#### Records provided

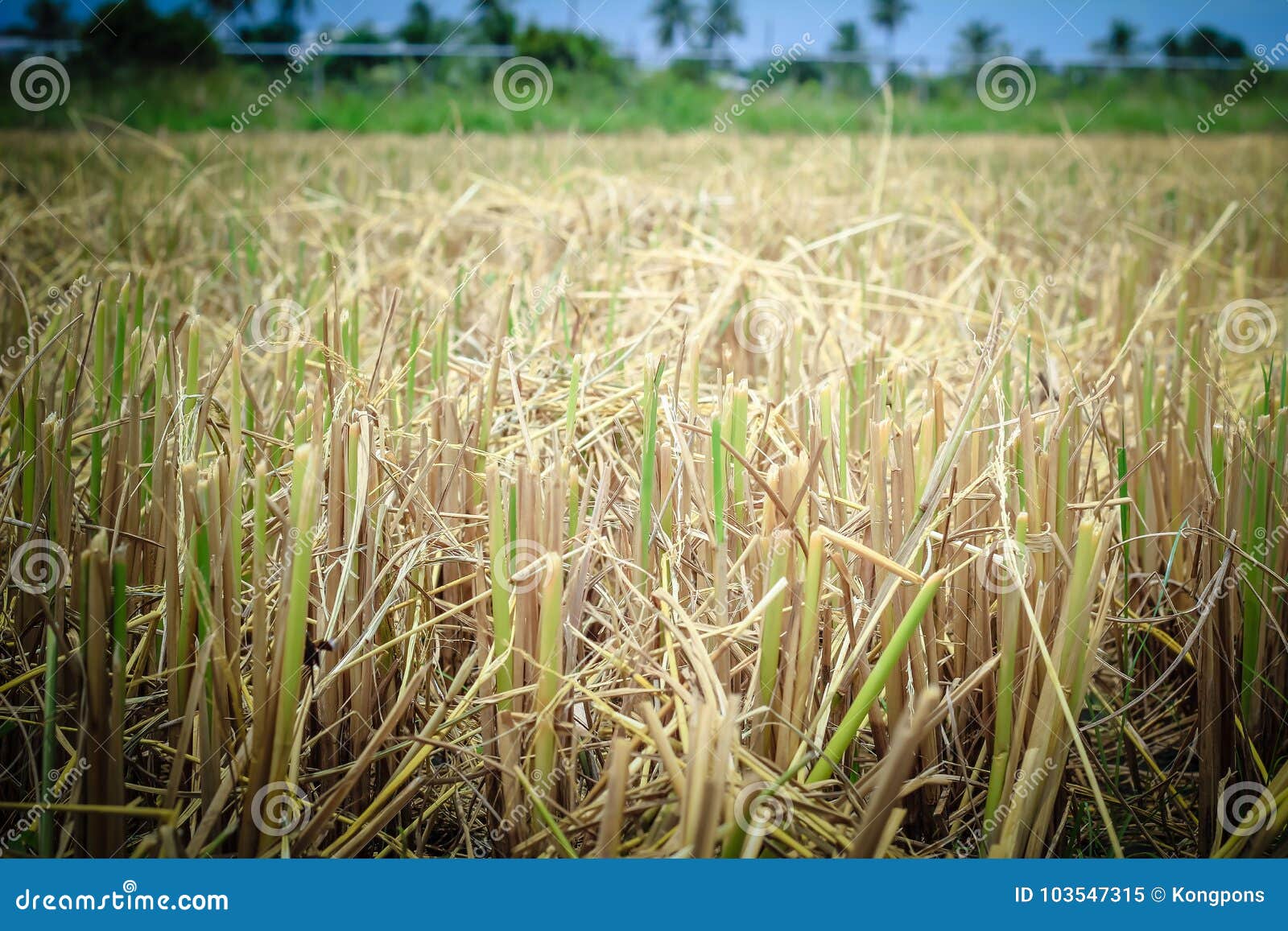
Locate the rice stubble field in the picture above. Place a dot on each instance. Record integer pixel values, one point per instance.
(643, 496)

---

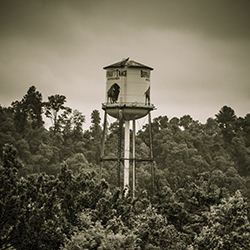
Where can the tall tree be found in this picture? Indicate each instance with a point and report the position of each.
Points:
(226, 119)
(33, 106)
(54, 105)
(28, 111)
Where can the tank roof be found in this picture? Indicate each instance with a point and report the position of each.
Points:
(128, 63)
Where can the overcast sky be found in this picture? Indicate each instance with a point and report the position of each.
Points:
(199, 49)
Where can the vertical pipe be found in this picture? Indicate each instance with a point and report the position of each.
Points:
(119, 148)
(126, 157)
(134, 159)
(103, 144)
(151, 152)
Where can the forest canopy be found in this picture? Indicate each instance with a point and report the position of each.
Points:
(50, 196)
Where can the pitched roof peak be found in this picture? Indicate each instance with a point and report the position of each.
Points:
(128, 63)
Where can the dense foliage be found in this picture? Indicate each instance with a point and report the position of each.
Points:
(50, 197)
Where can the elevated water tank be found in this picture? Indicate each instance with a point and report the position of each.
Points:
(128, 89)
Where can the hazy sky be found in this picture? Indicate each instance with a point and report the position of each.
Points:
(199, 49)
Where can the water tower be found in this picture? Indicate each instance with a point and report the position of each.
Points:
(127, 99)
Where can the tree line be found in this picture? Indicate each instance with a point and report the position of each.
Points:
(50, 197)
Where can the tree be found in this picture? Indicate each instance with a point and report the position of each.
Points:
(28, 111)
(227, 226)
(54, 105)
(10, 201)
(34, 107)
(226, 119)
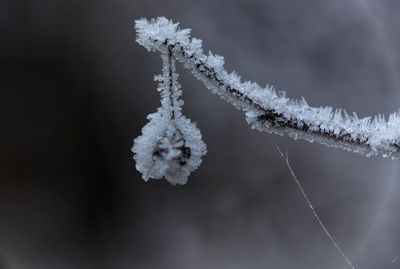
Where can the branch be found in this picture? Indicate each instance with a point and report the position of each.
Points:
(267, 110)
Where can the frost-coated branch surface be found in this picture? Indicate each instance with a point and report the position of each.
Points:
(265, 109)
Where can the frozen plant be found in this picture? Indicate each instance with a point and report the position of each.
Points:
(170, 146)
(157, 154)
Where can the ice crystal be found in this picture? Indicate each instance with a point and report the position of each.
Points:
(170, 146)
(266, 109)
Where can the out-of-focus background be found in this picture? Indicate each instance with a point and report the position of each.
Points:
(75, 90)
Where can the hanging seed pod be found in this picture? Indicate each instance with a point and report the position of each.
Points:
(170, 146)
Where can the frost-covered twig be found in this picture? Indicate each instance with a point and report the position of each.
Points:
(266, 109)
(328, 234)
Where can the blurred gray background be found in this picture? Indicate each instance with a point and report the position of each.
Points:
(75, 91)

==

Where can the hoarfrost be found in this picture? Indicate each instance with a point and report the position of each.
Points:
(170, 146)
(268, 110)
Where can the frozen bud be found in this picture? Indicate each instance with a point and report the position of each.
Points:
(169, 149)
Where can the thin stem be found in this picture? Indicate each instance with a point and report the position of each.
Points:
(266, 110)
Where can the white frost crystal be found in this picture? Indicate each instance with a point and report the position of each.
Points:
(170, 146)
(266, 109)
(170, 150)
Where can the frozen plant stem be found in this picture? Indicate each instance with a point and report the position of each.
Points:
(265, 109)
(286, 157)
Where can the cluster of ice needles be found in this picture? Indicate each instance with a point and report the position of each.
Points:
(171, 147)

#### Request
Which lines of the records contain the word "roof"? Report each such line in full.

#### Result of the task
Where can the tank roof be found in this picture? Indicate each instance with a point and report the position of each.
Where can the pitched roof peak be found in this picture? Indicate each instance with a point and report the position of each.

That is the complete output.